● **Ausgewählter Text**:
++++
# Perücken bei geflochtener Schnur



## el.Lucio (28. März 2017)

N'abend zusammen.

Ich hab da ein Problem mit Perückenbildung bei meinen Rollen. Habe verschiedene Rollen mit verschiedenen schnüren bespult und nun beim Werfen öfter ne Perücke.

Liegt das daran dass die Schnur zu locker aufgespult wurde oder eher am Drall der das aufspulen verursacht.

Wäre klasse wenn mir da wer nen Tipp geben könnte.


|wavey:


----------



## viktanna (28. März 2017)

*AW: Perücken bei geflochtener Schnur*

Kann sein dass du zuviel Schnur auf der Spule hast. Das habe ich bei meiner Shimano Technium gehabt. Du sollst nich über die Abwurfkante aufspulen. Denn beim auswerfen springt die Schnur von der Abwurfkante gerne ab, dabe bildet sich in der lose gewordenen Kringeln Knoten. 
Kann natürlich auch durch zu locker aufgepulte Schnur kommen, ist aber einfach zu lösen, nimm dir ein leichtes Futterkorb, wirf aus und holl es ein bevor das Körbchn den Grund erreicht hat.

Gesendet von meinem SM-G900F mit Tapatalk


----------



## Angler9999 (28. März 2017)

*AW: Perücken bei geflochtener Schnur*

Da musst du schon mehr Infos geben.
Rolle Typ
Schnur Typ, Durchmesser
Selbst aufgespult, wie?
Bereits da verdrallt?
Mach mal ein Foto von der Rolle


----------



## el.Lucio (28. März 2017)

*AW: Perücken bei geflochtener Schnur*

An zuviel Schnur kanns eigentlich nicht liegen, hab da schon bissel Platz gelassen. Aber danke für den Tip mit dem Futterkorb. Werd ich mal machen #6


----------



## el.Lucio (28. März 2017)

*AW: Perücken bei geflochtener Schnur*

Hab da ne spro passion mit na Chinaschnur und ne Ryobi Zauber mit Daiwa j braid. Bei beiden das gleiche Problem. 

Mach gleich mal Bilder....

Sodele, Bilder von den Rollen und der aufspulhilfe


----------



## Purist (28. März 2017)

*AW: Perücken bei geflochtener Schnur*



el.Lucio schrieb:


> Liegt das daran dass die Schnur zu locker aufgespult wurde oder eher am Drall der das aufspulen verursacht.



Kann beides sein- jede Stationärrolle verursacht immer Drall der Schnur beim einkurbeln-  oder aber ein zu niedriges Wurfgewicht und Wind oder der Köder selbst. Was wirfst du denn damit aus?
++++
● **Auszüge der Einträge**:
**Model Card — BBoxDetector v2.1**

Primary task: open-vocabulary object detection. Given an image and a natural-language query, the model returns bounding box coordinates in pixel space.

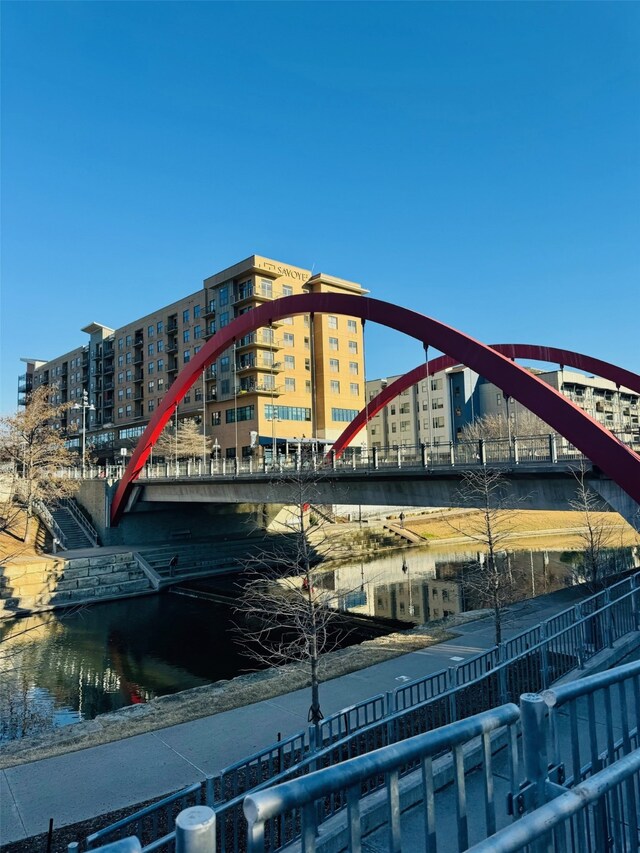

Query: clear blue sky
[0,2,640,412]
++++
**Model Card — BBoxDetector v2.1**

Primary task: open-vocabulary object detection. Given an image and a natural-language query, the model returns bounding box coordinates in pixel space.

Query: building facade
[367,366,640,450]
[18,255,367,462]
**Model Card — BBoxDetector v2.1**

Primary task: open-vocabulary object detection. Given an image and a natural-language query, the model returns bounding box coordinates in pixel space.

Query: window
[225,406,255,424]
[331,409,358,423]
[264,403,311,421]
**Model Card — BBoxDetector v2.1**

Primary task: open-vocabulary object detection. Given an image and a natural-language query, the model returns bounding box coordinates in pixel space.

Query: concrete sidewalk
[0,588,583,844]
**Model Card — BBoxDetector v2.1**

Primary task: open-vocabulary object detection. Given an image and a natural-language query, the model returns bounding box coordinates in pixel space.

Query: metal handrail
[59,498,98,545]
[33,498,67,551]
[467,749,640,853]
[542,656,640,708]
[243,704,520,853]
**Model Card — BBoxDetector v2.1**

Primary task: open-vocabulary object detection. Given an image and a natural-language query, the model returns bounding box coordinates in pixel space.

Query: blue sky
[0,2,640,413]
++++
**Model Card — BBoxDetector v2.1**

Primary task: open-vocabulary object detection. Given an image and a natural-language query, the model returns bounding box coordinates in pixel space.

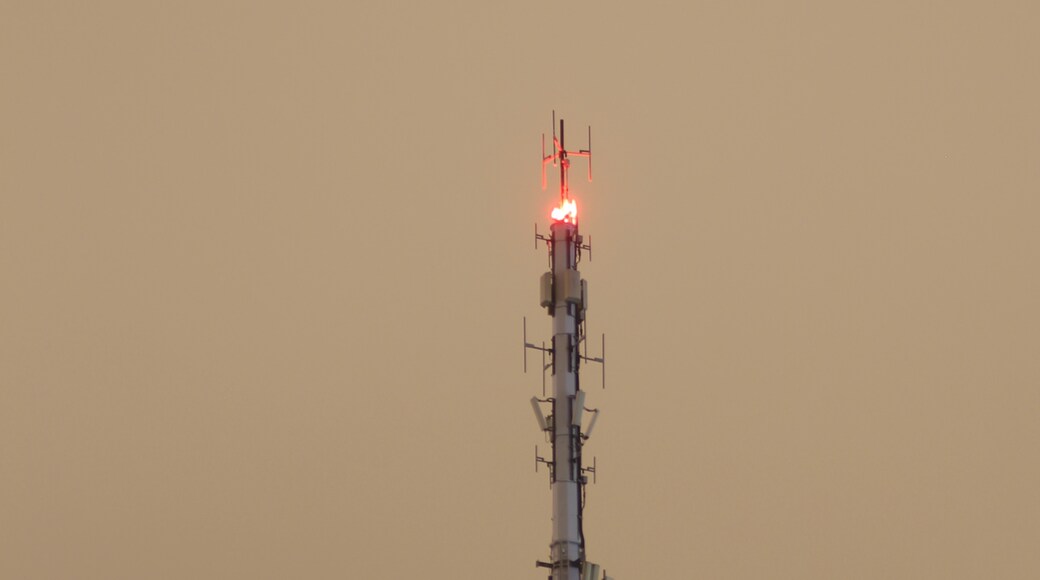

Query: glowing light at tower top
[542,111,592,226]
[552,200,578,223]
++++
● **Die Aufgabe**: Führe den obigen Forumsthread über Perücken bei geflochtener Schnur nach seinem letzten Beitrag weiter.

● **Schriftliche Antwort**:
----------



## Angler2097 (28. März 2017)

*AW: Perücken bei geflochtener Schnur*

Hast du einen Tönnchenwirbel in der Montage? Der verhindert Drall. Ich mach beim Stahlvorfach immer einen dran. Ich angele nicht mit Fluorocarbon.


----------



## el.Lucio (28. März 2017)

*AW: Perücken bei geflochtener Schnur*

Ja tönnchenwirbel hab ich auch dran.bisi jetzt hab ich damit nur mefoblinker gehn Horizont geworfen. Wird natürlich ordentlich durchgezogen bei jedem Wurf. Haben so zwischen 20 und  30 gr alle, an einer yasei aspius.


----------



## Angler2097 (28. März 2017)

*AW: Perücken bei geflochtener Schnur*

Dann ist sie wohl zu locker aufgespult. Ein schweres Grundblei oder einen Tieflaufwobbler anhängen, rausballern und unter Zug aufspulen.
Die Ringe sind in Ordnung an deiner Rute? Hast du die mal kontrolliert?


----------



## angler1996 (28. März 2017)

*AW: Perücken bei geflochtener Schnur*

Ausgleichsscheiben raus oder drunter  ( gibt's die für die Rolleb?)
 und dann

  Schnur runter und neu aufspulen, das sieht aus wie viele Würfe , mal kurz mal lang und dann locker aufgespult,


----------



## Angler2097 (28. März 2017)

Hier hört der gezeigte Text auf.